■ Task item
Once the line with "M88 74L84 26L41 59Z" is found in the entries below, repeat it and each following line exactly, up to and including the line with "Provide the mask of every instance of the whole". Add no other lines.
*** Opening of Listed entries ***
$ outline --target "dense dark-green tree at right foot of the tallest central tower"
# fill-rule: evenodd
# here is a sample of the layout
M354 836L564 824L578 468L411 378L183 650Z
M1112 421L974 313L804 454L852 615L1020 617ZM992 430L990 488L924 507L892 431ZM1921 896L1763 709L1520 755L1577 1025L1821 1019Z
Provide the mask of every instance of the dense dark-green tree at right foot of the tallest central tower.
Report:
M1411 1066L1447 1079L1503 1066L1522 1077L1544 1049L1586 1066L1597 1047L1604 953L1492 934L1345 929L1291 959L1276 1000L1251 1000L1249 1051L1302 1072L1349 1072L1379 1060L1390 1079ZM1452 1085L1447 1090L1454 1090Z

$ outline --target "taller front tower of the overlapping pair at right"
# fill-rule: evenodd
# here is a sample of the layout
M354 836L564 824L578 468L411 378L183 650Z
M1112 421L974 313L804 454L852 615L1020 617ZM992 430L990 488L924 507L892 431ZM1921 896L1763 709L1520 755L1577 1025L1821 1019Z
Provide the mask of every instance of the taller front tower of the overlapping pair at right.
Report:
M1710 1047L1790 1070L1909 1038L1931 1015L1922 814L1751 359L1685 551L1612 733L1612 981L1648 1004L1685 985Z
*** Close of Listed entries ***
*** Opening of Listed entries ***
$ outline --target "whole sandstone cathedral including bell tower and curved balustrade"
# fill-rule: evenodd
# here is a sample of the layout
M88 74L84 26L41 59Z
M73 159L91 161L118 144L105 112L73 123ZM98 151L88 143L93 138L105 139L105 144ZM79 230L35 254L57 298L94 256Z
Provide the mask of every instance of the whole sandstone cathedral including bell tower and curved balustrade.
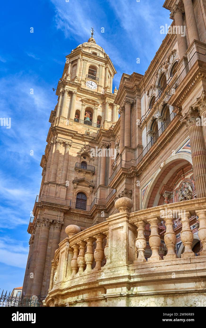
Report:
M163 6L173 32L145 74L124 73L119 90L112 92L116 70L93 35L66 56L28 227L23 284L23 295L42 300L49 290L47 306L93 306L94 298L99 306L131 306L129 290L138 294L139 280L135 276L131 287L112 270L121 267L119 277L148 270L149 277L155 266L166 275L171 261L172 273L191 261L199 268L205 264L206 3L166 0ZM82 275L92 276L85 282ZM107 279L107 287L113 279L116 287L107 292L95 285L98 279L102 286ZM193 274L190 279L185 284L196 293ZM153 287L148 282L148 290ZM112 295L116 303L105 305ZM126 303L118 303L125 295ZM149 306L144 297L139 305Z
*** Close of Listed entries ***
■ Written answer
M88 74L84 26L41 59Z
M73 159L91 161L118 144L105 112L73 123ZM98 151L88 143L93 138L105 139L105 144ZM79 230L35 254L57 298L94 256Z
Provide the mask of every instance of the whole sandstone cathedral including bell tower and curved balustrade.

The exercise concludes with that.